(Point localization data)

######

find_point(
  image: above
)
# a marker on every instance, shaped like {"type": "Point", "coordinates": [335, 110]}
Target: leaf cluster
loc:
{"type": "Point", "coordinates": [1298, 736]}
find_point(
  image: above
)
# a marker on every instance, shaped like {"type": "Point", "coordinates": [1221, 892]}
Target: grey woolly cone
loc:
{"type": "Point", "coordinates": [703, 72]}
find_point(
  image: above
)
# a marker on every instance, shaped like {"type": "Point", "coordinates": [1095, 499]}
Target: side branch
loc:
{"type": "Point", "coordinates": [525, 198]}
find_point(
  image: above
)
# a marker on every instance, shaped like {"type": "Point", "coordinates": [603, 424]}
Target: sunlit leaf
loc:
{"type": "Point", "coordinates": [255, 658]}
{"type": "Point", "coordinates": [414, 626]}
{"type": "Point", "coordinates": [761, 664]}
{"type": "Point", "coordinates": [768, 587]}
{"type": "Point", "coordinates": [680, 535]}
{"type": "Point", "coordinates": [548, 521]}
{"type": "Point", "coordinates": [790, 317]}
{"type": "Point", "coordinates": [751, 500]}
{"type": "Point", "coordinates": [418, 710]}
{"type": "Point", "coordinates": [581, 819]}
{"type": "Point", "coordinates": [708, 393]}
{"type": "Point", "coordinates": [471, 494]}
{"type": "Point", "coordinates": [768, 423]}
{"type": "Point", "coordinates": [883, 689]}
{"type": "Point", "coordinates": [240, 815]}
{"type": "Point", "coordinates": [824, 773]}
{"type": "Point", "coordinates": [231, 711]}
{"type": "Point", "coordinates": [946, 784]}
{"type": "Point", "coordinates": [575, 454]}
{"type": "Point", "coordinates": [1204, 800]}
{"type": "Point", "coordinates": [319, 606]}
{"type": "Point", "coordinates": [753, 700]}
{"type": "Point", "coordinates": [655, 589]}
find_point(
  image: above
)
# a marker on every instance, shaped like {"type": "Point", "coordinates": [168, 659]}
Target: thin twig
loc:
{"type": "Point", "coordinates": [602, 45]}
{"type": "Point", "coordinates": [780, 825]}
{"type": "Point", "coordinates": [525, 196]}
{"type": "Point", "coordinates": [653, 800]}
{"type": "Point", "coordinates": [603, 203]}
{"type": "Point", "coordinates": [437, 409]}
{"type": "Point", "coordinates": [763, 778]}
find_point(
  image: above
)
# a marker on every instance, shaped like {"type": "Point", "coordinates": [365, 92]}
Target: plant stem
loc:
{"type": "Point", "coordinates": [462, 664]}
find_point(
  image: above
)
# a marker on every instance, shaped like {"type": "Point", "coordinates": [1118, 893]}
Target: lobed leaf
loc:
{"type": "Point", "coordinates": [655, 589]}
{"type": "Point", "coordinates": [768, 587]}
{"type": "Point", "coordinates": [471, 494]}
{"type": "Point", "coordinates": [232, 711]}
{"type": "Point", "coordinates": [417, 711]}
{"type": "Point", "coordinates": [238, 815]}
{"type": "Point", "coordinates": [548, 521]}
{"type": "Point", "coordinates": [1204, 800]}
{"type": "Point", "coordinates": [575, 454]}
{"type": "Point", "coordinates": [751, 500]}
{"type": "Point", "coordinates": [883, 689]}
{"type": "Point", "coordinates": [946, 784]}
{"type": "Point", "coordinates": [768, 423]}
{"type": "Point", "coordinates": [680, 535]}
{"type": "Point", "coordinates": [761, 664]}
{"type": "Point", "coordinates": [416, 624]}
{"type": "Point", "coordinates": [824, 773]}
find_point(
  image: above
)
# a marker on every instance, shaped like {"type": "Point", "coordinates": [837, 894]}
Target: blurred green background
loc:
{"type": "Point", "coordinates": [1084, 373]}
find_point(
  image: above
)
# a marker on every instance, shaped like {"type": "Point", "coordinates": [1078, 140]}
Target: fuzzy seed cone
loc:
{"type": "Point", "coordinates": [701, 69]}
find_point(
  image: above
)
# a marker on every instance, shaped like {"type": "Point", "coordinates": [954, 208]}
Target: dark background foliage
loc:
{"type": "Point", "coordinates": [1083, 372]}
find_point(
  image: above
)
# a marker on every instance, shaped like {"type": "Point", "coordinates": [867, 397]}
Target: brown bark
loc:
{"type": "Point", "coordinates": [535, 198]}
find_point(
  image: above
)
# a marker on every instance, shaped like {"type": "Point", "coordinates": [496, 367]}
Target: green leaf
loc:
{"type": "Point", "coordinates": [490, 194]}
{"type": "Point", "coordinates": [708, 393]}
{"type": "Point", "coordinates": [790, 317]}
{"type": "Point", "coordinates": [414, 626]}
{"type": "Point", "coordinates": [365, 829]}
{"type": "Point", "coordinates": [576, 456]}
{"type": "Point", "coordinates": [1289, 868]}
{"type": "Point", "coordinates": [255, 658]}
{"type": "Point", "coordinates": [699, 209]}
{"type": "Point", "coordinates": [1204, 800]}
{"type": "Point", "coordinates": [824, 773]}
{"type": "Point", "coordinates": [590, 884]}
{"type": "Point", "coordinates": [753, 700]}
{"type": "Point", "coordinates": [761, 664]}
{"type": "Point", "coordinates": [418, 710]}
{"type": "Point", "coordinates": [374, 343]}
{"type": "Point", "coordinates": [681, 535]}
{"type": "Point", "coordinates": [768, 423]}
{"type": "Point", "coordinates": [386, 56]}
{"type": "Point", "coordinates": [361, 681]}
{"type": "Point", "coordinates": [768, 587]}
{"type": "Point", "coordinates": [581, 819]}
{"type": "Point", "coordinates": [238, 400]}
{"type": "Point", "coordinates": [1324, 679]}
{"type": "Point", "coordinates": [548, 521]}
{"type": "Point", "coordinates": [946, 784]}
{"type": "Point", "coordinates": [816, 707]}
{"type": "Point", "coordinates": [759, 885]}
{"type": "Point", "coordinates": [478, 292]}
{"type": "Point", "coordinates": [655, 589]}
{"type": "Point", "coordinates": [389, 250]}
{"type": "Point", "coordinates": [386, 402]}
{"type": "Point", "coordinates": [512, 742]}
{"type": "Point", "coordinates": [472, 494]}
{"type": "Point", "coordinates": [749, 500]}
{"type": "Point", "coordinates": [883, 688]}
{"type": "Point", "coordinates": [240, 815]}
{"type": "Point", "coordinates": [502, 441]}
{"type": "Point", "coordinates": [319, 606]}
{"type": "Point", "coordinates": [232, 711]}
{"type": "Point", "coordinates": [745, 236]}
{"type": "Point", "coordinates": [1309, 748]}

######

What you will do:
Take the entries above and transcribe them in full.

Solution for this problem:
find_point(
  image: above
)
# a marker on every instance, shaped like {"type": "Point", "coordinates": [335, 110]}
Target: leaf cluster
loc:
{"type": "Point", "coordinates": [1298, 736]}
find_point(
  image: above
)
# a marker on every instance, shaped like {"type": "Point", "coordinates": [1221, 892]}
Target: grey woolly cone
loc:
{"type": "Point", "coordinates": [703, 72]}
find_point(
  image: above
)
# a marker on every instance, shaped like {"type": "Point", "coordinates": [1095, 499]}
Target: side branch
loc:
{"type": "Point", "coordinates": [525, 198]}
find_point(
  image: above
)
# a marker on every instance, shaped like {"type": "Point", "coordinates": [603, 424]}
Target: sunlit leaf
loc:
{"type": "Point", "coordinates": [255, 658]}
{"type": "Point", "coordinates": [414, 626]}
{"type": "Point", "coordinates": [761, 664]}
{"type": "Point", "coordinates": [768, 587]}
{"type": "Point", "coordinates": [680, 535]}
{"type": "Point", "coordinates": [548, 521]}
{"type": "Point", "coordinates": [790, 317]}
{"type": "Point", "coordinates": [751, 500]}
{"type": "Point", "coordinates": [418, 710]}
{"type": "Point", "coordinates": [581, 819]}
{"type": "Point", "coordinates": [708, 393]}
{"type": "Point", "coordinates": [471, 494]}
{"type": "Point", "coordinates": [768, 423]}
{"type": "Point", "coordinates": [883, 689]}
{"type": "Point", "coordinates": [240, 815]}
{"type": "Point", "coordinates": [824, 773]}
{"type": "Point", "coordinates": [231, 711]}
{"type": "Point", "coordinates": [946, 784]}
{"type": "Point", "coordinates": [575, 454]}
{"type": "Point", "coordinates": [1204, 800]}
{"type": "Point", "coordinates": [319, 606]}
{"type": "Point", "coordinates": [753, 700]}
{"type": "Point", "coordinates": [655, 589]}
find_point(
  image: above
)
# a marker on every instance, shaped like {"type": "Point", "coordinates": [168, 659]}
Target: thin twig
loc:
{"type": "Point", "coordinates": [602, 45]}
{"type": "Point", "coordinates": [780, 825]}
{"type": "Point", "coordinates": [525, 196]}
{"type": "Point", "coordinates": [653, 800]}
{"type": "Point", "coordinates": [603, 203]}
{"type": "Point", "coordinates": [437, 409]}
{"type": "Point", "coordinates": [763, 778]}
find_point(
  image: above
)
# a marker on every instance, shaped like {"type": "Point", "coordinates": [365, 92]}
Target: plant stem
loc:
{"type": "Point", "coordinates": [462, 664]}
find_point(
  image: above
)
# a marker on every instance, shaped like {"type": "Point", "coordinates": [1118, 893]}
Target: lobed leaf
loc:
{"type": "Point", "coordinates": [655, 589]}
{"type": "Point", "coordinates": [768, 587]}
{"type": "Point", "coordinates": [471, 494]}
{"type": "Point", "coordinates": [232, 711]}
{"type": "Point", "coordinates": [417, 711]}
{"type": "Point", "coordinates": [238, 815]}
{"type": "Point", "coordinates": [548, 521]}
{"type": "Point", "coordinates": [1204, 800]}
{"type": "Point", "coordinates": [575, 454]}
{"type": "Point", "coordinates": [751, 500]}
{"type": "Point", "coordinates": [883, 689]}
{"type": "Point", "coordinates": [946, 784]}
{"type": "Point", "coordinates": [768, 423]}
{"type": "Point", "coordinates": [680, 535]}
{"type": "Point", "coordinates": [761, 664]}
{"type": "Point", "coordinates": [416, 624]}
{"type": "Point", "coordinates": [824, 773]}
find_point(
  image: above
)
# a marker on every instance, shaped like {"type": "Point", "coordinates": [837, 894]}
Target: blurred green background
loc:
{"type": "Point", "coordinates": [1084, 373]}
find_point(
  image: above
)
# a marker on every instance, shaped like {"type": "Point", "coordinates": [1078, 140]}
Target: fuzzy seed cone
loc:
{"type": "Point", "coordinates": [701, 69]}
find_point(
  image: above
)
# a marker on every instance, shaped like {"type": "Point", "coordinates": [954, 208]}
Target: dark background foliage
loc:
{"type": "Point", "coordinates": [1083, 372]}
find_point(
  image: above
)
# a marker on every instance, shaped like {"type": "Point", "coordinates": [867, 397]}
Target: brown bark
loc:
{"type": "Point", "coordinates": [535, 198]}
find_point(
  image: above
)
# a marker on every instance, shaped like {"type": "Point", "coordinates": [496, 367]}
Target: green leaf
loc:
{"type": "Point", "coordinates": [490, 194]}
{"type": "Point", "coordinates": [708, 393]}
{"type": "Point", "coordinates": [790, 317]}
{"type": "Point", "coordinates": [414, 626]}
{"type": "Point", "coordinates": [365, 829]}
{"type": "Point", "coordinates": [576, 456]}
{"type": "Point", "coordinates": [1289, 868]}
{"type": "Point", "coordinates": [255, 658]}
{"type": "Point", "coordinates": [699, 209]}
{"type": "Point", "coordinates": [1204, 800]}
{"type": "Point", "coordinates": [824, 773]}
{"type": "Point", "coordinates": [590, 884]}
{"type": "Point", "coordinates": [753, 700]}
{"type": "Point", "coordinates": [761, 664]}
{"type": "Point", "coordinates": [418, 710]}
{"type": "Point", "coordinates": [374, 343]}
{"type": "Point", "coordinates": [681, 535]}
{"type": "Point", "coordinates": [768, 423]}
{"type": "Point", "coordinates": [386, 56]}
{"type": "Point", "coordinates": [361, 681]}
{"type": "Point", "coordinates": [768, 587]}
{"type": "Point", "coordinates": [581, 819]}
{"type": "Point", "coordinates": [238, 400]}
{"type": "Point", "coordinates": [1324, 679]}
{"type": "Point", "coordinates": [548, 521]}
{"type": "Point", "coordinates": [946, 784]}
{"type": "Point", "coordinates": [816, 707]}
{"type": "Point", "coordinates": [759, 885]}
{"type": "Point", "coordinates": [478, 292]}
{"type": "Point", "coordinates": [655, 589]}
{"type": "Point", "coordinates": [389, 250]}
{"type": "Point", "coordinates": [386, 402]}
{"type": "Point", "coordinates": [512, 742]}
{"type": "Point", "coordinates": [472, 494]}
{"type": "Point", "coordinates": [749, 500]}
{"type": "Point", "coordinates": [883, 688]}
{"type": "Point", "coordinates": [240, 815]}
{"type": "Point", "coordinates": [502, 441]}
{"type": "Point", "coordinates": [319, 606]}
{"type": "Point", "coordinates": [232, 711]}
{"type": "Point", "coordinates": [745, 236]}
{"type": "Point", "coordinates": [1309, 748]}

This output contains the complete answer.